Point annotation records
○ ○ ○
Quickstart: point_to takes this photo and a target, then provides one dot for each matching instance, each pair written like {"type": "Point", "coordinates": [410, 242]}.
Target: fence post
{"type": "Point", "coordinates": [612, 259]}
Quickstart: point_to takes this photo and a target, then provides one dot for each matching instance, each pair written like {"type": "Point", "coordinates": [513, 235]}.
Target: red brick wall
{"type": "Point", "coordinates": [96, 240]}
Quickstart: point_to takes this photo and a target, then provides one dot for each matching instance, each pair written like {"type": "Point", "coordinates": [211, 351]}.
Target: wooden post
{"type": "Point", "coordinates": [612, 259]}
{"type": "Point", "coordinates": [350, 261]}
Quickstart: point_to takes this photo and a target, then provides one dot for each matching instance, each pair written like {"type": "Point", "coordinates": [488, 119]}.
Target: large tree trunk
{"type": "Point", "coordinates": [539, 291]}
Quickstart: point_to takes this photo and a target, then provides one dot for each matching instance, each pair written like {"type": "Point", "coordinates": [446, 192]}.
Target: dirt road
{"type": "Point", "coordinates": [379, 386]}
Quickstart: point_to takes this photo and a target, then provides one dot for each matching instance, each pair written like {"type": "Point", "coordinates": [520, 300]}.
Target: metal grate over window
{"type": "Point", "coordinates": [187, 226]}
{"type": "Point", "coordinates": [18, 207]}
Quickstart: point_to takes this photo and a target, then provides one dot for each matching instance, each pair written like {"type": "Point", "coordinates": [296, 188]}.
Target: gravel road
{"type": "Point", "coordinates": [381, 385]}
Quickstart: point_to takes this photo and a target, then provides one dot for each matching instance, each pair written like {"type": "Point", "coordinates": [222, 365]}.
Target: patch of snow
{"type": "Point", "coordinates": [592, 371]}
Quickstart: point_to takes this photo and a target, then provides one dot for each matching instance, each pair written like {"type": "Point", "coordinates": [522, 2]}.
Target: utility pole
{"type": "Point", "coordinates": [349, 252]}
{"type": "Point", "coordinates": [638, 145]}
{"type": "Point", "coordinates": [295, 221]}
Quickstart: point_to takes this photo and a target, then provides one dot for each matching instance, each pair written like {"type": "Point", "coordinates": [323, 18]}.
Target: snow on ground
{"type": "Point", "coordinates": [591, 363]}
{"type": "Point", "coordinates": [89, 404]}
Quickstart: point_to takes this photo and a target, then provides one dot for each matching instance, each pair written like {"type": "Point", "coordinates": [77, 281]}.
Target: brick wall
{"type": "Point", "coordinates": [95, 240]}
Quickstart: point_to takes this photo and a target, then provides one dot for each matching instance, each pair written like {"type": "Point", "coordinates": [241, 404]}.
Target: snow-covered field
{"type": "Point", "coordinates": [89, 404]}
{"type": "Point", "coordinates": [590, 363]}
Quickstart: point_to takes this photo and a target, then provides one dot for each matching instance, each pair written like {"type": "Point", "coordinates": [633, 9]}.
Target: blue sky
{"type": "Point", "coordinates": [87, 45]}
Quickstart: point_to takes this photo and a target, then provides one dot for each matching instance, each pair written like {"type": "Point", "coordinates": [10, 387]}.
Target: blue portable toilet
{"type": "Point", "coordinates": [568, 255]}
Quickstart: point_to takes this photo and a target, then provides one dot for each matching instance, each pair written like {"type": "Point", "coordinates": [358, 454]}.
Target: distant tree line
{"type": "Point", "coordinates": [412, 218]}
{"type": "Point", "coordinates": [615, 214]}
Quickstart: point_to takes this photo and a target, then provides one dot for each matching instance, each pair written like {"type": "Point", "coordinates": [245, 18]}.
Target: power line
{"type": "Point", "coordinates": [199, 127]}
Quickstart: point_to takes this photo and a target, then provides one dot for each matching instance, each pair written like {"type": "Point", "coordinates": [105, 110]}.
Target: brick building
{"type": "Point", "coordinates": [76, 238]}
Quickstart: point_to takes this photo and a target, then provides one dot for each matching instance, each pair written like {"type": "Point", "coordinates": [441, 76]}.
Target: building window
○ ○ ○
* _Brief_
Quote the data above in full, changing nothing.

* _Answer for the task_
Quickstart: point_to takes this photo and a target, then provides one dot for each matching instance, each pair written like {"type": "Point", "coordinates": [410, 242]}.
Target: fence post
{"type": "Point", "coordinates": [612, 259]}
Quickstart: point_to takes this photo and a target, then provides one dot for each matching instance, each pair written like {"type": "Point", "coordinates": [513, 235]}.
Target: red brick wall
{"type": "Point", "coordinates": [96, 240]}
Quickstart: point_to takes this photo and a target, then provides one dot for each matching instance, each pair written like {"type": "Point", "coordinates": [211, 351]}.
Target: wooden post
{"type": "Point", "coordinates": [612, 259]}
{"type": "Point", "coordinates": [350, 261]}
Quickstart: point_to takes this photo and a target, then provides one dot for each matching instance, each pair written like {"type": "Point", "coordinates": [488, 119]}.
Target: large tree trunk
{"type": "Point", "coordinates": [539, 291]}
Quickstart: point_to takes this photo and a target, then provides one dot for each matching instance, each pair written like {"type": "Point", "coordinates": [446, 192]}.
Target: dirt road
{"type": "Point", "coordinates": [379, 386]}
Quickstart: point_to takes this photo and a target, then provides one dot for each matching instance, each pair written like {"type": "Point", "coordinates": [520, 300]}.
Target: metal grate over window
{"type": "Point", "coordinates": [187, 226]}
{"type": "Point", "coordinates": [18, 207]}
Quickstart: point_to takes this photo and a target, then provides one dot for each matching instance, each pair written like {"type": "Point", "coordinates": [296, 188]}.
Target: gravel road
{"type": "Point", "coordinates": [381, 385]}
Quickstart: point_to takes this photo and a target, then provides one dot for each matching instance, each pair written like {"type": "Point", "coordinates": [222, 365]}.
Target: patch of snow
{"type": "Point", "coordinates": [592, 371]}
Quickstart: point_to takes this photo and a target, then provides one dot for each matching instance, each pair written like {"type": "Point", "coordinates": [522, 2]}.
Target: utility pole
{"type": "Point", "coordinates": [349, 252]}
{"type": "Point", "coordinates": [638, 145]}
{"type": "Point", "coordinates": [295, 221]}
Quickstart: point_to takes this photo and a target, then provides one dot for each matching instance, each pair written like {"type": "Point", "coordinates": [323, 18]}.
Target: snow on ground
{"type": "Point", "coordinates": [591, 363]}
{"type": "Point", "coordinates": [89, 404]}
Quickstart: point_to takes this photo and a target, then provides one dot for each matching instance, each pair written like {"type": "Point", "coordinates": [77, 281]}.
Target: brick wall
{"type": "Point", "coordinates": [95, 240]}
Quickstart: point_to takes this photo and a target, then provides one dot for each matching instance, each pair written like {"type": "Point", "coordinates": [241, 404]}.
Target: snow-covered field
{"type": "Point", "coordinates": [89, 404]}
{"type": "Point", "coordinates": [590, 363]}
Quickstart: point_to takes this photo and a target, then provides one dot for each matching instance, each pair written like {"type": "Point", "coordinates": [633, 9]}.
Target: blue sky
{"type": "Point", "coordinates": [87, 45]}
Quickstart: point_to takes this photo and a target, then provides one dot for each matching instance, each pair written like {"type": "Point", "coordinates": [10, 387]}.
Target: blue portable toilet
{"type": "Point", "coordinates": [568, 255]}
Quickstart: point_to takes this photo and a target, then provides one dot for each matching instance, each pair written like {"type": "Point", "coordinates": [358, 454]}.
Target: distant tree line
{"type": "Point", "coordinates": [412, 218]}
{"type": "Point", "coordinates": [615, 214]}
Quickstart: point_to takes this photo and a target, then provides one dot for each matching instance, each pair written like {"type": "Point", "coordinates": [245, 18]}.
Target: power line
{"type": "Point", "coordinates": [199, 127]}
Quickstart: point_to takes this photo and a target, then provides one dot for each matching instance, each pair written like {"type": "Point", "coordinates": [105, 110]}.
Target: brick building
{"type": "Point", "coordinates": [76, 238]}
Quickstart: point_to takes this photo and a target, then provides one dot for each matching instance, each pair written like {"type": "Point", "coordinates": [441, 76]}.
Target: building window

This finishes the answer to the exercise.